> [Excerpt]

[whatwg] API for encoding/decoding ArrayBuffers into text from John Tamplin on 2012-03-14 (public-whatwg-archive@w3.org from March 2012)

From: John Tamplin <jat@google.com>
Date: Tue, 13 Mar 2012 22:47:44 -0400
Message-ID: <CABLsOLBqt8LnVwiNQurjV2T6P85vrkw=tg3H57YbQqD-dS4GAQ@mail.gmail.com>

On Tue, Mar 13, 2012 at 8:19 PM, Glenn Maynard <glenn at zewt.org> wrote:

> Using Views instead of specifying the offset and length sounds good.
>
> On Tue, Mar 13, 2012 at 6:28 PM, Ian Hickson <ian at hixie.ch> wrote:
>
> >  - What's the use case for supporting anything but UTF-8?
> >
>
> Other Unicode encodings may be useful, to decode existing file formats
> containing (most likely at a minimum) UTF-16.  I don't feel strongly about
> that, though; we're stuck with UTF-16 as an internal representation in the
> platform, but that doesn't necessarily mean we need to support it as a
> transfer encoding.
>
> For non-Unicode legacy encodings, I think that even if use cases exist,
> they should be given more than the usual amount of scrutiny before being
> supported.
>

The whole idea is to be able to extract textual data out of some packed
binary format.  If you don't support the character sets people want to use,
they will simply do like they have to do now and hand-code the character
set conversion, where it will slow and inaccurate.

In particular, I think you have to include various ISO-8859-* character
sets (especially Latin1) and the non-Unicode character sets still
frequently used by Japanese and Chinese users.

I am fine with strongly suggesting that only UTF8 be used for new things,
but leaving out legacy support will severely limit the utility of this
library.

-- 
John A. Tamplin
Software Engineer (GWT), Google

Received on Tuesday, 13 March 2012 19:47:44 UTC

> [Short problem]
In the mailing-list message above, which character sets does John Tamplin say must be included?

> [Source excerpt]

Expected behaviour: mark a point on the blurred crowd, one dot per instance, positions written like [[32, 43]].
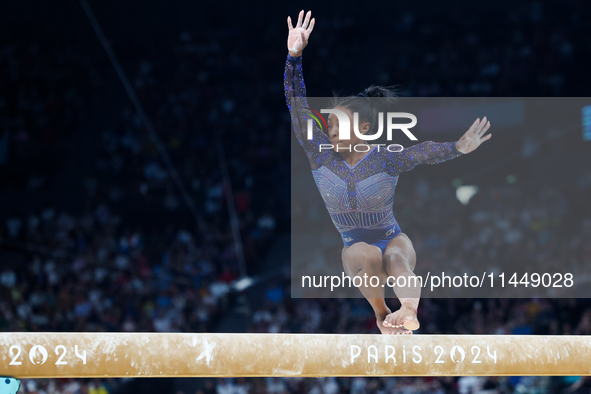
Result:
[[134, 258]]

> [Result of this task]
Various ISO-8859-* character sets (especially Latin1) and the non-Unicode character sets still frequently used by Japanese and Chinese users.